(EXERCISE DETAILS)
Extend the passage on investors scrutinizing judgments under the new revenue standard, picking up after its last sentence.

(EXTRACTED TEXT)
+-------+
The Financial Accounting Standards Board and the accounting profession committed an enormous front-end effort to minimize such differences through the Transition Resource Group and the industry task forces at the American Institute of Certified Public Accountants, says Brown. Still, differences are possible. “It’s hard to say how prevalent that will be,” he says.

CFA Institute advice to investors on scrutinizing judgments

Investors should be mindful that the most interesting elements of the new standard may emerge as it evolves in the next several years because of the significant judgment and estimates the new standard allows companies to make and their potential effect on future earnings quality.
This new standard provides significant latitude in the use of judgments and estimates in the determination of performance obligations, the allocation of transaction price, and the timing of the recognition of revenue. Investors should confirm their assessments of earnings growth and risk as a part of the transition to the new standard. The effects of the new standard are not simply felt in the transition. The effect on the quality of earnings and the ability to manage earnings going forward are essential to understand and are an equally if not more important outcome when analyzing this transition.
+-------+
(AVAILABLE DATA)

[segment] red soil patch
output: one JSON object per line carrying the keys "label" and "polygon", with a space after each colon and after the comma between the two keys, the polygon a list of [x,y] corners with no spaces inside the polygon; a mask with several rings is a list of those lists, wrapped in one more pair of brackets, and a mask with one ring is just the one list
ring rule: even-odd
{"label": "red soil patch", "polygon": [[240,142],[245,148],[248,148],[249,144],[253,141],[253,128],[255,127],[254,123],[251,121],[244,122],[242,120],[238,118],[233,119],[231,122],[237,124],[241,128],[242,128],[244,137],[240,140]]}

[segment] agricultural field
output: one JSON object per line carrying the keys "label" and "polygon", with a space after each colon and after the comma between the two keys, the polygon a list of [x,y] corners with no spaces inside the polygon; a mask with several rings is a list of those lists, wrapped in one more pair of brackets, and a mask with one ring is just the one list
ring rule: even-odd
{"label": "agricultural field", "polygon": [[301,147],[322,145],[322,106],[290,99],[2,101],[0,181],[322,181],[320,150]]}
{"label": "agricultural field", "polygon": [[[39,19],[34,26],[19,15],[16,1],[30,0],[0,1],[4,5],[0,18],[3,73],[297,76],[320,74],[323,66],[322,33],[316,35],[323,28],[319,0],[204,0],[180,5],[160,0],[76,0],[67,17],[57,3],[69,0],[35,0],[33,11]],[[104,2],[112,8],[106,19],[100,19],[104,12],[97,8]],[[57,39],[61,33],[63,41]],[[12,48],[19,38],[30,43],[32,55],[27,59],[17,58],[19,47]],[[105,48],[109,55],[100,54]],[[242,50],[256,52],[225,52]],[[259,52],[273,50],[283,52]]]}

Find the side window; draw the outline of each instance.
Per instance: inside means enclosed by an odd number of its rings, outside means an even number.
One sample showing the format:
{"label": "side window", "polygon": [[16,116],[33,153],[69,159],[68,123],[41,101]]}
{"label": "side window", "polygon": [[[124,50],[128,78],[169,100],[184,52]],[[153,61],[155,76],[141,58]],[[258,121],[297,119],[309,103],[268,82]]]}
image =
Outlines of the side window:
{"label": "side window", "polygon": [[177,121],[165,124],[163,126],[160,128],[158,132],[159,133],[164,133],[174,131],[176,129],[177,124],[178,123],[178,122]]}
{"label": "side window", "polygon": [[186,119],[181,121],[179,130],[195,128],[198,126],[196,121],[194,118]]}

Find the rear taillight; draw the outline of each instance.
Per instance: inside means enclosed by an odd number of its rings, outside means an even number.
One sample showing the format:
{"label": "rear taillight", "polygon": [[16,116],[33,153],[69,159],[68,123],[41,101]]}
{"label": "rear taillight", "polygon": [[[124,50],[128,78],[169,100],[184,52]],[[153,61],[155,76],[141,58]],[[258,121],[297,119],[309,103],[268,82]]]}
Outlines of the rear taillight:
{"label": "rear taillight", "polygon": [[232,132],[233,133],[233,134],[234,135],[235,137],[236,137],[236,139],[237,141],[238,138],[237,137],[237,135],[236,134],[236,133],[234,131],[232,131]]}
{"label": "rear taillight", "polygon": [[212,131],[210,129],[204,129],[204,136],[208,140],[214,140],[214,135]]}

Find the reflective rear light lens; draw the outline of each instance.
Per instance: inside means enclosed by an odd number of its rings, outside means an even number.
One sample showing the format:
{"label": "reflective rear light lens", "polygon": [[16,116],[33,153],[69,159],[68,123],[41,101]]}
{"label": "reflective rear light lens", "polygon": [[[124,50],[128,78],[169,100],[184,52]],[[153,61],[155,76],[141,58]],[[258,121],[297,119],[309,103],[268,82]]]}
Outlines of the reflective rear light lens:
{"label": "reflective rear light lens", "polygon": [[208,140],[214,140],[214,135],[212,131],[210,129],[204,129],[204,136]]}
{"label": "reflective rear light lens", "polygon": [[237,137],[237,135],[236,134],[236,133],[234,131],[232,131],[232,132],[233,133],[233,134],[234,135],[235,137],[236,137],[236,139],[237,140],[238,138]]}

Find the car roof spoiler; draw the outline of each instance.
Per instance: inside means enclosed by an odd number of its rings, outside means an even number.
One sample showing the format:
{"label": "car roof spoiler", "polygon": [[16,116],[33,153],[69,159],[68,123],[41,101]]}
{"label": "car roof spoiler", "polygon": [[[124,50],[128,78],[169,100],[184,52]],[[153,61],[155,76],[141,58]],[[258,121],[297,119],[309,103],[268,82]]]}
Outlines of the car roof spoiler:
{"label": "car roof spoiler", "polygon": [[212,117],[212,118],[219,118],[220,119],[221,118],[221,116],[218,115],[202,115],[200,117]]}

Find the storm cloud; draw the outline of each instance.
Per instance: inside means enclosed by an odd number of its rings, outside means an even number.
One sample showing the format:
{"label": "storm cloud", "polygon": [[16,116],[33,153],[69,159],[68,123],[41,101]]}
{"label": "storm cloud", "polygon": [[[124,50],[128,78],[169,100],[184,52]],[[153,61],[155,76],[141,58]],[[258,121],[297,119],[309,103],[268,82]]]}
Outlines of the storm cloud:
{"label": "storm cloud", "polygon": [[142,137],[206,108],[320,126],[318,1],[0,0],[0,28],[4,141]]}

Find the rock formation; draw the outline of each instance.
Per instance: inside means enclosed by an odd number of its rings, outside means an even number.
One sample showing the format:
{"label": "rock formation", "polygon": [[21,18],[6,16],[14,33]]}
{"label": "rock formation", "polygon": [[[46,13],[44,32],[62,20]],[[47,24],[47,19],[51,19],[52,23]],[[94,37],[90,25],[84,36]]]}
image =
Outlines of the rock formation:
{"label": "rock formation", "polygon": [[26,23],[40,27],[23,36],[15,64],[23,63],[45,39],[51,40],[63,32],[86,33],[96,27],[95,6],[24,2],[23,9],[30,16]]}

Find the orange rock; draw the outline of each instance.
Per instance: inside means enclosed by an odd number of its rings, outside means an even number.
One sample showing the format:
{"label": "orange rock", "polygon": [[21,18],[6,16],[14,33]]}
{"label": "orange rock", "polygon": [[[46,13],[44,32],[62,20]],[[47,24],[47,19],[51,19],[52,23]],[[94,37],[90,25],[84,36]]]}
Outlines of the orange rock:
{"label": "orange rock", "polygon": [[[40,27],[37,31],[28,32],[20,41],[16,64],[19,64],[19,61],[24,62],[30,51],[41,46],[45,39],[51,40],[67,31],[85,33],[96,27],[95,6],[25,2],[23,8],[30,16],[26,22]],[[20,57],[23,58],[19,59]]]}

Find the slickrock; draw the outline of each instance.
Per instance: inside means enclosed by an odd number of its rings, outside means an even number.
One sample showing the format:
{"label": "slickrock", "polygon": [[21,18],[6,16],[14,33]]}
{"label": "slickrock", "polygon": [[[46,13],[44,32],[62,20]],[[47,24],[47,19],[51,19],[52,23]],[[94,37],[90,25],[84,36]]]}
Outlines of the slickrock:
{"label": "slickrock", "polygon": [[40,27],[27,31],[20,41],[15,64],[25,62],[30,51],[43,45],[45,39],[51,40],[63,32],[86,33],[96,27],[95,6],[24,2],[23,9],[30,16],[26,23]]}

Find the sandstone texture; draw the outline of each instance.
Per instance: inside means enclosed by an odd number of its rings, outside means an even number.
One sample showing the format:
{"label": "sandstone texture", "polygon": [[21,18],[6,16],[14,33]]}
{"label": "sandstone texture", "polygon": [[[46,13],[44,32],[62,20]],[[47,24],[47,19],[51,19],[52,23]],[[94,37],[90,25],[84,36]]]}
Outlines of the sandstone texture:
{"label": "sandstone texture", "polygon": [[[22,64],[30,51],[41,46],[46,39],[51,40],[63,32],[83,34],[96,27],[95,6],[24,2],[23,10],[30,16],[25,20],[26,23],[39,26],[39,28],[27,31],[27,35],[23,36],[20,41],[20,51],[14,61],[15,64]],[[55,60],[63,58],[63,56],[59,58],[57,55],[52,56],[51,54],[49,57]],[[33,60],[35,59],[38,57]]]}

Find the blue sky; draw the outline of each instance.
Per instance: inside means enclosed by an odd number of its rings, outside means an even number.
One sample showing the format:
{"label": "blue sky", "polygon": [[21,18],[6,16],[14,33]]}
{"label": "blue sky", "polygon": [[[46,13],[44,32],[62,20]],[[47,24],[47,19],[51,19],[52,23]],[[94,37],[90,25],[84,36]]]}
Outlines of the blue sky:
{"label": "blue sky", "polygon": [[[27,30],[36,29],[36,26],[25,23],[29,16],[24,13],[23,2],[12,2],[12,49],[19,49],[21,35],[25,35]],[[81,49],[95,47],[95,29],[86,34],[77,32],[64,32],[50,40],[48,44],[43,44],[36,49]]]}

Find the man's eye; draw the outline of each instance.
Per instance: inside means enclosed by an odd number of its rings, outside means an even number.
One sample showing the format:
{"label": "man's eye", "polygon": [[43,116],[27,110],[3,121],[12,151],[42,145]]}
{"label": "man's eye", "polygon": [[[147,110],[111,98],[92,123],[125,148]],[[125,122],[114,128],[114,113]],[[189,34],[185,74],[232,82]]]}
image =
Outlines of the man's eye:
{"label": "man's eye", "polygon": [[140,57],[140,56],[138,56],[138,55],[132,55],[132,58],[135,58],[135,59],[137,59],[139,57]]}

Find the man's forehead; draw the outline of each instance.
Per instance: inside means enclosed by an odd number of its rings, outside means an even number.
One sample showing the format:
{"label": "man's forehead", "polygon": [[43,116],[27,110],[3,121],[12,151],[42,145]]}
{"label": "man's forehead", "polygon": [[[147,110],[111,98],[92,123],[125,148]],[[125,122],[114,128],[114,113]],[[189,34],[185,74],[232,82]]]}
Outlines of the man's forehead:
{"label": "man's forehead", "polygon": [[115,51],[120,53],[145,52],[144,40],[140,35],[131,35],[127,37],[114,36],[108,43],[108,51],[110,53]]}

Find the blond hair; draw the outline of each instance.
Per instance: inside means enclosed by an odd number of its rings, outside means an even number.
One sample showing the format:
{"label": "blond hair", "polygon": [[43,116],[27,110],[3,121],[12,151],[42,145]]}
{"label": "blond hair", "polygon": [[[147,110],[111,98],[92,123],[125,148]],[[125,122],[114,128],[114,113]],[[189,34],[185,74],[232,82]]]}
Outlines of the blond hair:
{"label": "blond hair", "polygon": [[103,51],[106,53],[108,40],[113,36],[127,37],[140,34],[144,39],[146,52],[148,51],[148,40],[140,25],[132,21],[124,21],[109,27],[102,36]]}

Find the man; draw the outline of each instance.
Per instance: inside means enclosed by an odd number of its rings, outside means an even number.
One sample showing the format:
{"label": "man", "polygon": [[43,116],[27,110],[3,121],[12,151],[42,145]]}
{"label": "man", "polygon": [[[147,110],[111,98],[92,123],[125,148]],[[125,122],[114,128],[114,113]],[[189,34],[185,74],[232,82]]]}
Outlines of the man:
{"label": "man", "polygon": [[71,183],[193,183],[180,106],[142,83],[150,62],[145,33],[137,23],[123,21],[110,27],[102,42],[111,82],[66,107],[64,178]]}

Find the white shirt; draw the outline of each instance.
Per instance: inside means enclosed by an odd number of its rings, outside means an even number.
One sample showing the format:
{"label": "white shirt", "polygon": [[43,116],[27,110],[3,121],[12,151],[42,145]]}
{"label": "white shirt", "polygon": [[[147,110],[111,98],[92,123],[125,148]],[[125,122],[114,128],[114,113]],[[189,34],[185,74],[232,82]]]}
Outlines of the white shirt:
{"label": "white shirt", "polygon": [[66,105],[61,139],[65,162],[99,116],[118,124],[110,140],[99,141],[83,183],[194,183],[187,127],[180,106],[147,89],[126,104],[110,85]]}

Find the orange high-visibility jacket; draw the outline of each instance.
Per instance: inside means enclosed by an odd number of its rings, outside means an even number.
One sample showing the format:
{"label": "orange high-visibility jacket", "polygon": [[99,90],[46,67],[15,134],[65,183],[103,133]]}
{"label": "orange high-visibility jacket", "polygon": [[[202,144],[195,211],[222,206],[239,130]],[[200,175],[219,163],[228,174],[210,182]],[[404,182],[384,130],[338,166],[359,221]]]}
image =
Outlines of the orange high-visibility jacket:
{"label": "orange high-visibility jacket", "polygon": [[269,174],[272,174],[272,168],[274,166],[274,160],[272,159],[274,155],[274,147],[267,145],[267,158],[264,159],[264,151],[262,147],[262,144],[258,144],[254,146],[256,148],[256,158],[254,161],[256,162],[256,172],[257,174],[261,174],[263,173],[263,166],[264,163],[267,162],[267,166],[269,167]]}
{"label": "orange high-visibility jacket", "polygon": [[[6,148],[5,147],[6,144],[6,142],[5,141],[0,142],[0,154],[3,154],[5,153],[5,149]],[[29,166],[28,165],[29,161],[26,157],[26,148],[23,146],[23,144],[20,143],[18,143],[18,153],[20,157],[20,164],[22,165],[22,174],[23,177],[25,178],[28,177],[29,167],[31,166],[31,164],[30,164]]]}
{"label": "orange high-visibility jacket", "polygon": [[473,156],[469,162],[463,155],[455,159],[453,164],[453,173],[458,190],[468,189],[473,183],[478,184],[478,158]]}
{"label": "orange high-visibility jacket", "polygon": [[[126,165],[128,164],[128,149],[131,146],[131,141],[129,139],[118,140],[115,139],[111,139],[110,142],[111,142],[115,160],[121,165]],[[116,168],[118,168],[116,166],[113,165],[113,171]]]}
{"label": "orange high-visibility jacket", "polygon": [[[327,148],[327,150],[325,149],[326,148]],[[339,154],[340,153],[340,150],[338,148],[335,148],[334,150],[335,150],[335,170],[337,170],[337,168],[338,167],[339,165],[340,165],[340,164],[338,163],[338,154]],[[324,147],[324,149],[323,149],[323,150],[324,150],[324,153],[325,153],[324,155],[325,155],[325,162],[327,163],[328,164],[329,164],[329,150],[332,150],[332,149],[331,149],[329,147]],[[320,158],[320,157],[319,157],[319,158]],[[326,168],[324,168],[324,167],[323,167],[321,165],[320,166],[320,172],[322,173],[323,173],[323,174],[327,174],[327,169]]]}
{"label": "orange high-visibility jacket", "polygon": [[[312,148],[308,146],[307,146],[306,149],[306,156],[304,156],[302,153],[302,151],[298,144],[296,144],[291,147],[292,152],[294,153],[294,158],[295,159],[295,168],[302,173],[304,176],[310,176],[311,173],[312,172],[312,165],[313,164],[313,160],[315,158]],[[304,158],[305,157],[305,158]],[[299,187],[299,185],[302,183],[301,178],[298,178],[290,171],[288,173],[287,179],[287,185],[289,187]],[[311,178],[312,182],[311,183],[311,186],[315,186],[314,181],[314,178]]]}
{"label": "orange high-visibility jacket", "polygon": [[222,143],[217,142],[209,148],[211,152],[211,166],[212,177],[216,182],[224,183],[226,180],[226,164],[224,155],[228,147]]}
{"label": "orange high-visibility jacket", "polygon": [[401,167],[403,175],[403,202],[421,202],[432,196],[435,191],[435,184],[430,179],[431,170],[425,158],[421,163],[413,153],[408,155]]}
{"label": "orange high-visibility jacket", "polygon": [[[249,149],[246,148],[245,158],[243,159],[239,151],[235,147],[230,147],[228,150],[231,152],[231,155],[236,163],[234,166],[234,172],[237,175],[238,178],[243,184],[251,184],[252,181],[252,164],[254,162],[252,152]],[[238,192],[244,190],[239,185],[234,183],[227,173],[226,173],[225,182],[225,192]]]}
+-------+
(ANSWER BELOW)
The new standard has significant estimates and judgments related to the determination of what constitutes a performance obligation and how transaction price is allocated to such performance obligations, as well as the timing of satisfaction of the performance obligations (i.e., when revenue is recognized). Investors should seek insight into these judgments in evaluating the quality of earnings. We are concerned, however, that many of the disclosures will be highly qualitative and boilerplate.
Source: CFA Institute

Cullen Walsh, a partner at Grant Thornton, says some diversity may be explained by nuanced differences in contracts that lead to legitimate accounting differences. “There are substantive differences in contracts with customers that lead you to different conclusions,” he says.

Walsh also points out that even if diversity occurs due to variations in judgments, the new rules will still produce far less diversity than exists under historic accounting rules, which consist of hundreds of discrete pronouncements that often varied by industry sector.

“Today there’s a wide diversity in revenue because there are many common situations where there’s no guidance at all,” he says. Contract modifications, for example, and service arrangements are likely to get far more consistent treatment under new rules than under historic rules, he says.

And not all experts, however, are wringing their hands over the possibility of diversity in outcomes. Larry Smith, senior managing director at FTI Consulting and a former member of FASB who spent years helping develop the new standard, says differences in judgments are inherent with a standard built on principles rather than prescriptive requirements.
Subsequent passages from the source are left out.